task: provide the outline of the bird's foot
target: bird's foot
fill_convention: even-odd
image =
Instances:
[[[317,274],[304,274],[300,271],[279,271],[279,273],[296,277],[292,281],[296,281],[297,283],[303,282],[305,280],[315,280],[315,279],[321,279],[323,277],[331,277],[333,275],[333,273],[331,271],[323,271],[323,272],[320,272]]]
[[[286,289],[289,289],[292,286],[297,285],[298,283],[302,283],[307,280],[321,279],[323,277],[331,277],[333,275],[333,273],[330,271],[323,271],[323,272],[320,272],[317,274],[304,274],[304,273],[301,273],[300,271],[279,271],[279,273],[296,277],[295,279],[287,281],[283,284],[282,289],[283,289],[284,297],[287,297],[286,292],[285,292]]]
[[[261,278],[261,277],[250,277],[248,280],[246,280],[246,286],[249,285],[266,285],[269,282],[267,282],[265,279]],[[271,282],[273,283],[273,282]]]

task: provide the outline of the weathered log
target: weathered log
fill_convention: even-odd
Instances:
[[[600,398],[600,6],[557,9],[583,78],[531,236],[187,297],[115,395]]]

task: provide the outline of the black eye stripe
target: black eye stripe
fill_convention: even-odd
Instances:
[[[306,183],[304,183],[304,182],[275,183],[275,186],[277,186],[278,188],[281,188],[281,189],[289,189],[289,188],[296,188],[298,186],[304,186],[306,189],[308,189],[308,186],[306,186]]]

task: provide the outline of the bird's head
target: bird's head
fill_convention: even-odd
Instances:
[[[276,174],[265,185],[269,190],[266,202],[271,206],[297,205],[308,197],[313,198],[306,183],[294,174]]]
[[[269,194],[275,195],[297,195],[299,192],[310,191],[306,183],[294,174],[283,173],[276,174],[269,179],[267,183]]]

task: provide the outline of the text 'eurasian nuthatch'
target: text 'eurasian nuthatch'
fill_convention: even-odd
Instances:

----

Assignment ▸ Please transcribe each of the entries, exactly as written.

Response ▸
task: provide the outline of the bird's foot
target: bird's foot
fill_convention: even-odd
image =
Instances:
[[[317,274],[304,274],[300,271],[279,271],[279,273],[296,277],[292,281],[296,281],[297,283],[303,282],[305,280],[315,280],[315,279],[321,279],[323,277],[331,277],[333,275],[333,273],[331,271],[323,271],[323,272],[320,272]]]
[[[286,289],[289,289],[292,286],[297,285],[298,283],[302,283],[307,280],[321,279],[323,277],[331,277],[333,275],[333,273],[330,271],[323,271],[323,272],[320,272],[317,274],[304,274],[304,273],[301,273],[300,271],[279,271],[279,273],[296,277],[295,279],[287,281],[283,284],[282,289],[283,289],[284,297],[287,297],[286,292],[285,292]]]
[[[261,278],[261,277],[250,277],[248,280],[246,280],[246,286],[249,285],[266,285],[269,282],[267,282],[265,279]],[[271,282],[273,283],[273,282]]]

task: provide the outline of the weathered log
target: weathered log
fill_convention: even-odd
Instances:
[[[600,398],[600,6],[557,9],[583,78],[531,236],[187,297],[115,395]]]

task: provide the outline of the black eye stripe
target: black eye stripe
fill_convention: even-odd
Instances:
[[[306,183],[304,183],[304,182],[275,183],[275,186],[277,186],[278,188],[281,188],[281,189],[289,189],[289,188],[296,188],[298,186],[304,186],[306,189],[308,189],[308,186],[306,186]]]

task: provide the outline of the bird's head
target: bird's head
fill_convention: even-odd
Instances:
[[[276,174],[265,185],[269,190],[266,202],[271,206],[297,205],[308,197],[313,198],[306,183],[294,174]]]
[[[269,194],[275,195],[297,195],[299,192],[310,191],[306,183],[294,174],[283,173],[276,174],[269,179],[267,183]]]

task: provide the outline of the text 'eurasian nuthatch'
target: text 'eurasian nuthatch'
fill_convention: even-odd
Instances:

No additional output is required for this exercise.